** DATASET EXTRACT **
[Start of Attachment]
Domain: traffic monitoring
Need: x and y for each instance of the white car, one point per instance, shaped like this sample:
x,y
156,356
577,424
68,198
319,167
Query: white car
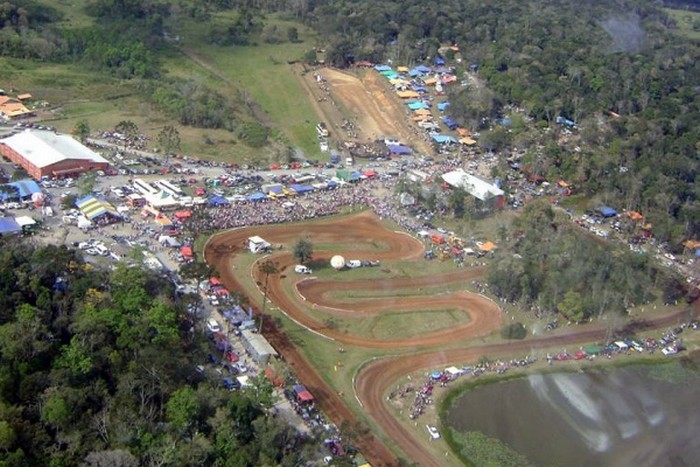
x,y
433,432
213,325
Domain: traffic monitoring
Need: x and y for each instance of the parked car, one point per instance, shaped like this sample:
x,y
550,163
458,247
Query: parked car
x,y
213,325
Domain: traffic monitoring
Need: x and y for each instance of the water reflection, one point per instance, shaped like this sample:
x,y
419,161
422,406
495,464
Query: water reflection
x,y
614,417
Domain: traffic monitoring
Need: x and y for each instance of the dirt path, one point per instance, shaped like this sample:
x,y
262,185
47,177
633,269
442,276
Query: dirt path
x,y
373,381
365,101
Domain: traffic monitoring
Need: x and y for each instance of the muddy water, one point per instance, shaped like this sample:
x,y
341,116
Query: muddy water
x,y
640,416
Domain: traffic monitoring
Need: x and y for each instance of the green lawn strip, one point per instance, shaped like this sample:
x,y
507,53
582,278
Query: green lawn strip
x,y
264,71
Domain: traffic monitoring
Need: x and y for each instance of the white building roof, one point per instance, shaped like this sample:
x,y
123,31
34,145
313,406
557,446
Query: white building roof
x,y
45,148
475,186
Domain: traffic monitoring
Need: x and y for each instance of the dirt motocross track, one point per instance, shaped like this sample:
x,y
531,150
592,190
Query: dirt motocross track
x,y
363,99
373,381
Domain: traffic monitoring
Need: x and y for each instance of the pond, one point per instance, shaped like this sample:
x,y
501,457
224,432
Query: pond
x,y
635,415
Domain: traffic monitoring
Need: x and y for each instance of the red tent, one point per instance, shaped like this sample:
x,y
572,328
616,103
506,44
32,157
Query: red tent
x,y
186,251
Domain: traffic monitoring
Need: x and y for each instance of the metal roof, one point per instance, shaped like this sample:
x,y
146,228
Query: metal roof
x,y
45,148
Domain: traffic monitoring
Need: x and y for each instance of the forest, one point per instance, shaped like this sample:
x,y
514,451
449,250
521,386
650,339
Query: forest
x,y
98,368
620,70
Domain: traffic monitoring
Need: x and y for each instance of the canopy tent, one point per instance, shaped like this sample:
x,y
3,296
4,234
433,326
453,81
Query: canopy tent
x,y
449,123
381,68
301,189
186,252
399,150
257,196
303,395
8,225
408,94
606,211
444,139
23,189
488,246
93,208
418,105
25,221
218,201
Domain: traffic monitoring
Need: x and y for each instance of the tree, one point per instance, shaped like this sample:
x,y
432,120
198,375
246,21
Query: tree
x,y
81,130
292,34
303,250
572,306
183,408
168,140
267,267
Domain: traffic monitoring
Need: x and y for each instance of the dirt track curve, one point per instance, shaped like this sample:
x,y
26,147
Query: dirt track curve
x,y
372,382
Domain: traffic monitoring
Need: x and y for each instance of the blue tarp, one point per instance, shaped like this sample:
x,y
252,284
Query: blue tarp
x,y
443,139
8,225
218,201
398,149
302,188
418,105
24,189
606,211
256,196
451,124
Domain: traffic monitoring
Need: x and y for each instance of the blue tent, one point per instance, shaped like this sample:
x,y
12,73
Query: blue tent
x,y
218,201
418,105
606,211
24,188
399,150
301,189
257,196
443,139
8,225
451,124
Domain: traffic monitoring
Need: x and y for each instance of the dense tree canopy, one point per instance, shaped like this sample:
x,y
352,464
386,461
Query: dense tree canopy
x,y
95,371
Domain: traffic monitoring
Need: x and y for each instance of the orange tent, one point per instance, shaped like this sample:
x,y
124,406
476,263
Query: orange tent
x,y
488,246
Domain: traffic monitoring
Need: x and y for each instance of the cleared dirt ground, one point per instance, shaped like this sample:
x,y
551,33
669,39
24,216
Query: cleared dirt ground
x,y
364,99
374,380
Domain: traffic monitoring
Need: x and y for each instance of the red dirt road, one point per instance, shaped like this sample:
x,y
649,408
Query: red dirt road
x,y
373,381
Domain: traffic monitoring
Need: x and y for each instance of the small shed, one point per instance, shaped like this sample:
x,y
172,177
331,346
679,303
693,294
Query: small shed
x,y
257,346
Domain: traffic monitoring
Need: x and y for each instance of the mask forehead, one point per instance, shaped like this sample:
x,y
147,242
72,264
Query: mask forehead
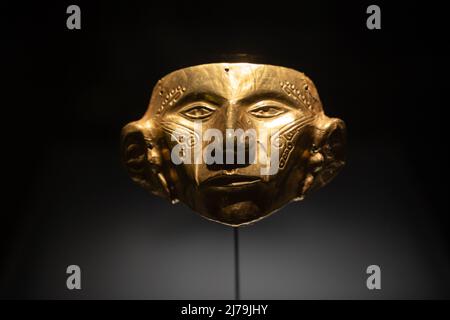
x,y
232,82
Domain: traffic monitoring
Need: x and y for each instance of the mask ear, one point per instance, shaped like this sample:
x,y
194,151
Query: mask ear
x,y
142,158
330,143
327,154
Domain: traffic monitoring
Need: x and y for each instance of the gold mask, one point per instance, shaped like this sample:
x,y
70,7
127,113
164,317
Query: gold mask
x,y
302,147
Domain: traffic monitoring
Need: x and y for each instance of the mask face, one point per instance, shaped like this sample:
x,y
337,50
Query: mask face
x,y
235,142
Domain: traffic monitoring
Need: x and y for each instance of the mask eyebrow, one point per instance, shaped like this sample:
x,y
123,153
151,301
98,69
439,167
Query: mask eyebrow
x,y
268,95
209,97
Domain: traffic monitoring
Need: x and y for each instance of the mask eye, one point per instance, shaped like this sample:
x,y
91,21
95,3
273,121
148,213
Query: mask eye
x,y
267,111
198,112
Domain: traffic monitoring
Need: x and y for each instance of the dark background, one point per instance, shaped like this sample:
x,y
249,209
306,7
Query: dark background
x,y
67,199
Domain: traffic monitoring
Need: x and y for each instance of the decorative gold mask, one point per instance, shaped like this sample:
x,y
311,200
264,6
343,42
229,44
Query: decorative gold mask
x,y
301,146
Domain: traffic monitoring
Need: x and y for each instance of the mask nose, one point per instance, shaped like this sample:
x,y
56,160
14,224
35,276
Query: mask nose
x,y
236,147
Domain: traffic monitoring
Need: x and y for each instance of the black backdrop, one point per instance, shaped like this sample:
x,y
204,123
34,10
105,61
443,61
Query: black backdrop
x,y
68,200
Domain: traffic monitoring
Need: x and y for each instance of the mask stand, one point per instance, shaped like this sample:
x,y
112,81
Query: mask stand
x,y
236,263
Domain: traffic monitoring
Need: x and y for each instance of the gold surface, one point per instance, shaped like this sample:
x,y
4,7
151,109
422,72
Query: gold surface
x,y
224,96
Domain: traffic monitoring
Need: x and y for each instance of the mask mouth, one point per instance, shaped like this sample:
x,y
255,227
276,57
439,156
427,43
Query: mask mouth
x,y
234,180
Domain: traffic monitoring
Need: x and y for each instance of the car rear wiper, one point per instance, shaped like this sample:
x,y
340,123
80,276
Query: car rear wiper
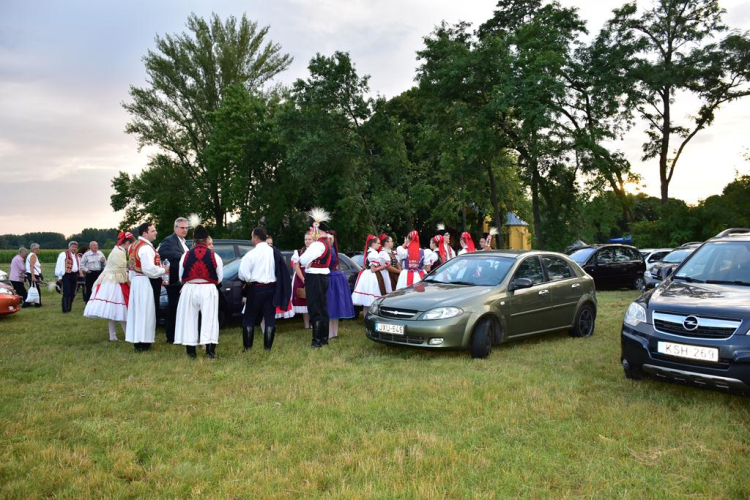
x,y
725,282
688,279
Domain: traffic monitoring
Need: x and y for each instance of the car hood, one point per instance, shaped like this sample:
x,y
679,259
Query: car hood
x,y
701,298
425,296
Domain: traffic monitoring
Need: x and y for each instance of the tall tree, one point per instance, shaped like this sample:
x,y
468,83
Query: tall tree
x,y
674,53
188,77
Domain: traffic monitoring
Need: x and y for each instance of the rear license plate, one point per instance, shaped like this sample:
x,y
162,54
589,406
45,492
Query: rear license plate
x,y
689,351
387,328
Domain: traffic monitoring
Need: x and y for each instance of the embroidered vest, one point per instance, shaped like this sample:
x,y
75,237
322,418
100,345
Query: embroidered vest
x,y
134,261
324,260
200,263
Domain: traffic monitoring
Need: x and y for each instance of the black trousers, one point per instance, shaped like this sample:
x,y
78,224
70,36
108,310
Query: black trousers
x,y
173,296
88,288
259,305
20,290
39,279
316,288
70,284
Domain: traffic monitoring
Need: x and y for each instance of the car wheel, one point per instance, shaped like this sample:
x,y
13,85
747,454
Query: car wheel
x,y
639,283
481,339
584,322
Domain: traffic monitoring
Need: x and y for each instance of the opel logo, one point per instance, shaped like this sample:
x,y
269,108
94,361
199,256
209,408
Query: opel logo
x,y
690,323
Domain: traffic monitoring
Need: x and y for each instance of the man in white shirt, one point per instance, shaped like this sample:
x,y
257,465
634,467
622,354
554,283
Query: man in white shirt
x,y
92,264
258,271
68,269
316,260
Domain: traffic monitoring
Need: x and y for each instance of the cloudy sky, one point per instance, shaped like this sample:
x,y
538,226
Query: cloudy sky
x,y
65,69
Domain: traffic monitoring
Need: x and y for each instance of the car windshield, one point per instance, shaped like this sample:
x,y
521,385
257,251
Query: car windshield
x,y
677,256
718,262
472,271
582,255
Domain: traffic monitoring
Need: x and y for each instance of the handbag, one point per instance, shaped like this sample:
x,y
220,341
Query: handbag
x,y
32,296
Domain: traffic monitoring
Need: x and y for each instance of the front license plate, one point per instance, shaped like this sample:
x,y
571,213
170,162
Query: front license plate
x,y
388,328
689,351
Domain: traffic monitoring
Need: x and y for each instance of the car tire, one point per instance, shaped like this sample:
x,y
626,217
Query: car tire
x,y
639,283
585,322
481,339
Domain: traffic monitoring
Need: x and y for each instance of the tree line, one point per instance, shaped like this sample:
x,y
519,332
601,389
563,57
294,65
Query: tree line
x,y
522,113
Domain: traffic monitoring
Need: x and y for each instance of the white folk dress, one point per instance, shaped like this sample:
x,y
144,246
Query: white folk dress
x,y
367,288
111,290
141,309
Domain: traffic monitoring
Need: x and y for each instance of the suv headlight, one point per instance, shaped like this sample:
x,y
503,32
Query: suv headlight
x,y
375,307
442,313
635,315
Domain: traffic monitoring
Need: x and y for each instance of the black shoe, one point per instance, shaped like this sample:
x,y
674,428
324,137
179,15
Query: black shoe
x,y
248,334
268,337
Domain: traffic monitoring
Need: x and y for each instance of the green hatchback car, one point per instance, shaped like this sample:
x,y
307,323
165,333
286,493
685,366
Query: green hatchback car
x,y
482,299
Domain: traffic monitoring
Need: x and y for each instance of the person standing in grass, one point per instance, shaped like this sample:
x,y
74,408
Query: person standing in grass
x,y
68,270
92,264
143,265
200,271
18,274
110,291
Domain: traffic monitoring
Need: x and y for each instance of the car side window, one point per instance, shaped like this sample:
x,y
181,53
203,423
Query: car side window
x,y
557,269
531,269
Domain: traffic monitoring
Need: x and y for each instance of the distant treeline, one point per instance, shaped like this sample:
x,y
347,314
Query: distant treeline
x,y
49,240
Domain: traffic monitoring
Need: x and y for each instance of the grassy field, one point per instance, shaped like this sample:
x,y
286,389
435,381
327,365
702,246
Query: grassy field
x,y
553,417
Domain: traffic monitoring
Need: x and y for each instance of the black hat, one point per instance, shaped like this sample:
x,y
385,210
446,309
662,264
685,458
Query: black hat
x,y
200,232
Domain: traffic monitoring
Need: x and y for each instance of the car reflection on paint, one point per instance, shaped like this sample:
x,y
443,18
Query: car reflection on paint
x,y
482,299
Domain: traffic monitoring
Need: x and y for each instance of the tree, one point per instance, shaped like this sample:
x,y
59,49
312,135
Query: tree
x,y
189,76
671,54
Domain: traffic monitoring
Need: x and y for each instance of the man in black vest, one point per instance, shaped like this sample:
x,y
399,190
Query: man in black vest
x,y
172,249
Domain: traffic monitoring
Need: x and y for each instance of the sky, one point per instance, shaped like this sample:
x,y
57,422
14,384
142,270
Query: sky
x,y
66,68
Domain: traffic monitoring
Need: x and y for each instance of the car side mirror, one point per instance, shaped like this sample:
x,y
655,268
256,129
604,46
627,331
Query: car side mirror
x,y
520,283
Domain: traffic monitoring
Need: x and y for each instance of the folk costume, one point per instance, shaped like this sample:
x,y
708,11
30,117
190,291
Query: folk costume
[End of Attachment]
** TRY IT **
Going through the entries above line by line, work out how many lines include the word "costume". Only the number is required.

** ANSWER SECTION **
2